Point annotation dataset lines:
>>>
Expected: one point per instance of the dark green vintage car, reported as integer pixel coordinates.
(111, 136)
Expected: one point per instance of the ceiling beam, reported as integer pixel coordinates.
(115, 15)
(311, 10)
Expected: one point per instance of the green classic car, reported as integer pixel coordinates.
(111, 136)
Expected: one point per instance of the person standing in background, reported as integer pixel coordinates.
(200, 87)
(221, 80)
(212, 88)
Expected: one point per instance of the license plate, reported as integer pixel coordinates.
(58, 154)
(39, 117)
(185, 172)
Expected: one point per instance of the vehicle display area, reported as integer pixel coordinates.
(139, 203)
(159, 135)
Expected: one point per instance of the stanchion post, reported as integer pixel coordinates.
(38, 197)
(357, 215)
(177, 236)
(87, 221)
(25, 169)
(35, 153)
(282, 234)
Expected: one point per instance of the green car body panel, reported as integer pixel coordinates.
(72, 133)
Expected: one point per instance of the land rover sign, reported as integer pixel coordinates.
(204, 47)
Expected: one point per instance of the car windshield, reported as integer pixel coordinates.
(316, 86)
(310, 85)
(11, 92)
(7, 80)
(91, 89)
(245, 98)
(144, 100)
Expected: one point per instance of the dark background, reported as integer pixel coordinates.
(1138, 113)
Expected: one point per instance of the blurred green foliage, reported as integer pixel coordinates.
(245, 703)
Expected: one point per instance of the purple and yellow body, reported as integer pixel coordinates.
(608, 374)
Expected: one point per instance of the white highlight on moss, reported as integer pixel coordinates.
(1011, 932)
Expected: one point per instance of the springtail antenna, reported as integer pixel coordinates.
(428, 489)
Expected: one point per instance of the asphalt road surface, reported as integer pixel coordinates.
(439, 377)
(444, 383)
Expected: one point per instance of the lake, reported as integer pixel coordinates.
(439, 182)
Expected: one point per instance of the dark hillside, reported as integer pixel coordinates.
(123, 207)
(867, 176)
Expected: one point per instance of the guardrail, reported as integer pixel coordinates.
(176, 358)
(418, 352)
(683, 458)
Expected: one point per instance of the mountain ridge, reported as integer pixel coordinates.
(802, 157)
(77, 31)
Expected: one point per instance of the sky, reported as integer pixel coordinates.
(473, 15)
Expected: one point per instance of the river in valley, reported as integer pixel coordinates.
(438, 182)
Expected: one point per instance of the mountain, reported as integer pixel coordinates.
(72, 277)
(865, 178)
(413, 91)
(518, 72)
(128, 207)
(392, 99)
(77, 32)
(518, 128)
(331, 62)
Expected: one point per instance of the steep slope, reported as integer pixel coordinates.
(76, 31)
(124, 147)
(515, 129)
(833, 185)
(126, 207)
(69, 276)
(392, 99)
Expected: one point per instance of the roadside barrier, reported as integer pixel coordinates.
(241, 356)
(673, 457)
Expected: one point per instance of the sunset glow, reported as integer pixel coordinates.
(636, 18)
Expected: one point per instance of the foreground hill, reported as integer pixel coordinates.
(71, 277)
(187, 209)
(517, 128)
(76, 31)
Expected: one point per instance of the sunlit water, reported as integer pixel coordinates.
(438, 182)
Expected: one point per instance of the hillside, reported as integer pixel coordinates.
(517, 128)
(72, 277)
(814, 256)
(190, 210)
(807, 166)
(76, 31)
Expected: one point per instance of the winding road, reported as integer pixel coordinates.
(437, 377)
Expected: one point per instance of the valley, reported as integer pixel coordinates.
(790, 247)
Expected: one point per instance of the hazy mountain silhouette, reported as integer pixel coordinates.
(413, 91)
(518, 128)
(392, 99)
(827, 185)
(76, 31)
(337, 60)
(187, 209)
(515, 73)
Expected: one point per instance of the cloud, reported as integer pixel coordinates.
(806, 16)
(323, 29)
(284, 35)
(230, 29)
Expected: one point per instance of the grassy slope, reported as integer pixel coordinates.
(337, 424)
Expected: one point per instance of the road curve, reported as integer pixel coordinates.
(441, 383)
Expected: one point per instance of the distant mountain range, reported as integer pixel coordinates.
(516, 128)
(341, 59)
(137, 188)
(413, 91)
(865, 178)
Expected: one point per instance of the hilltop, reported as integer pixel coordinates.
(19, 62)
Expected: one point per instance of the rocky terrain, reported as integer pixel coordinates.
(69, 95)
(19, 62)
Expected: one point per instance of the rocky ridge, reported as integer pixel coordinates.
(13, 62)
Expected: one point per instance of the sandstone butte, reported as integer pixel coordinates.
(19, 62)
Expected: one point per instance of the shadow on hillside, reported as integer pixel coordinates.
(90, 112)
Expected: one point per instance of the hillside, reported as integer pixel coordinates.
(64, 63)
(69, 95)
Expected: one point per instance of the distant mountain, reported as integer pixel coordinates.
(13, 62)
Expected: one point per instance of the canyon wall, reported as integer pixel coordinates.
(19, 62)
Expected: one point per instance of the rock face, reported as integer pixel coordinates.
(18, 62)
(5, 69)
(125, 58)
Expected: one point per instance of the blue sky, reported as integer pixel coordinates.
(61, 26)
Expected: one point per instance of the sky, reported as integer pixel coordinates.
<<<
WHAT YOU HAVE TO DO » Lay out the lines from the one containing "Expected: one point per instance of the blue" through the last line as a Markdown table with columns Row and Line, numbering each line and leaving out blank ones.

ANSWER TO THE PROBLEM »
| Row | Line |
|---|---|
| 1 | Expected: one point per instance of the blue sky, reported as integer pixel coordinates. |
| 2 | (61, 26) |
| 3 | Expected: one point per instance of the sky, reported as integer pixel coordinates. |